▶ WHAT YOU NEED TO DO:
Return the records exactly, please. Every line should match.
(DATA LISTING)
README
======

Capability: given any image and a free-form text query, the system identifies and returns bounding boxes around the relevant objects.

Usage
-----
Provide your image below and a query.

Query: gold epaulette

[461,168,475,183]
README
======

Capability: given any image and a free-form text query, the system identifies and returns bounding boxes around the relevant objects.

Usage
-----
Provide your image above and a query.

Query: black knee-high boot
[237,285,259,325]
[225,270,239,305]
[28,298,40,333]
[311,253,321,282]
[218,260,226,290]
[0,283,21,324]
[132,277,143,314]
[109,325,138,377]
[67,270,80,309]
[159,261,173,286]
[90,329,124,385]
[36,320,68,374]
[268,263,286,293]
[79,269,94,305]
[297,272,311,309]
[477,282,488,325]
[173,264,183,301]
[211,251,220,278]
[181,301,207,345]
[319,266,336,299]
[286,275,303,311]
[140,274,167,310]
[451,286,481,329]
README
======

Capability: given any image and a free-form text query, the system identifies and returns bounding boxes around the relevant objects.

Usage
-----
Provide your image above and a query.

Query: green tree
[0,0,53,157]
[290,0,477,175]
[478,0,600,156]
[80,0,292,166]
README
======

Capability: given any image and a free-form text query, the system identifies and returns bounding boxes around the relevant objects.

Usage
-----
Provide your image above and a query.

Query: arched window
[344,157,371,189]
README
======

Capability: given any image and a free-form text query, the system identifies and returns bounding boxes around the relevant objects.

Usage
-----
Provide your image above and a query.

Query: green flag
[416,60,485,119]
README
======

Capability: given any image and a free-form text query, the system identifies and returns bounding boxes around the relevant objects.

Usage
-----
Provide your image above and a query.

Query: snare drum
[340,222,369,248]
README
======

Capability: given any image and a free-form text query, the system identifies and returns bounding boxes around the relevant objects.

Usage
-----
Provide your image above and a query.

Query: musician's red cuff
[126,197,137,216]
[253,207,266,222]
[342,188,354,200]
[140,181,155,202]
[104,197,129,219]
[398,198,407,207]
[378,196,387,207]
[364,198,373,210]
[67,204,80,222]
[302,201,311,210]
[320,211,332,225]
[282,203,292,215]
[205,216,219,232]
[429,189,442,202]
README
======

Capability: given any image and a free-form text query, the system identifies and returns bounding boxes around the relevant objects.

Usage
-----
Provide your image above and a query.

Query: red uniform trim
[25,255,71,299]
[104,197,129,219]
(End DATA LISTING)
▶ ANSWER FOR THE TASK:
README
======

Capability: given any image and a free-form text query, the system identifies and returns bounding boxes around the relevant objects.

Usage
-----
Provide your image below and a query.

Query: gold epaulette

[461,168,475,183]
README
======

Capability: given any image and a free-form text query, the system identifies and returns bounding boxes around the relevant objects.

Usage
-----
Provide your image above and a query.

Query: black knee-high boot
[237,285,259,325]
[225,270,239,305]
[28,298,40,333]
[311,253,321,282]
[218,260,226,290]
[0,283,21,324]
[132,277,143,314]
[109,325,138,377]
[67,270,80,309]
[159,261,173,286]
[90,329,124,385]
[36,320,68,374]
[268,263,286,293]
[79,269,94,305]
[297,272,311,309]
[477,282,488,325]
[173,264,183,301]
[211,251,220,278]
[181,301,207,345]
[319,266,336,299]
[286,275,303,311]
[140,274,167,310]
[451,286,481,329]
README
======

Capability: given any image and a free-form text query, the system identifies and returns bounding boxes around the relevant objects.

Usage
-----
Provide your image above and a query.

Query: green tree
[0,0,53,157]
[290,0,477,175]
[478,0,600,156]
[80,0,292,166]
README
======

Capability: given any image and a free-form text query, the system identifies and returns bounding boxes around the relevant objects.

Usage
-----
Provide your image above and a query.

Query: arched window
[344,157,371,189]
README
======

Capability: given any image and a free-form text query, the system identifies and returns bounding boxes around the relevant objects.

Usage
-----
Provide your image above and a query.

Query: green flag
[416,60,485,119]
README
======

Capability: given any image and a free-form text query, the system identifies and returns bounding boxes around the relevant objects.

Usage
-----
Provide your image above and a query.

Query: snare drum
[340,222,369,248]
README
======

Capability: given any image and a free-form text query, the system identifies and returns bounding boxes around the relevant objects.

Usage
-----
Provide your image above and a query.

Query: musician's red cuff
[126,197,137,216]
[253,207,266,222]
[342,188,354,200]
[140,181,155,202]
[104,197,129,219]
[398,198,407,207]
[378,196,387,207]
[364,198,373,210]
[67,204,80,222]
[302,201,311,210]
[320,211,332,225]
[282,203,292,215]
[205,216,219,232]
[429,189,442,202]
README
======

Capability: given any image and a free-form text query, the system identifies and returns bounding boxes around the relevant objects.

Usage
-----
Provide your image above and a query.

Query: red uniform trim
[25,255,71,299]
[104,197,129,219]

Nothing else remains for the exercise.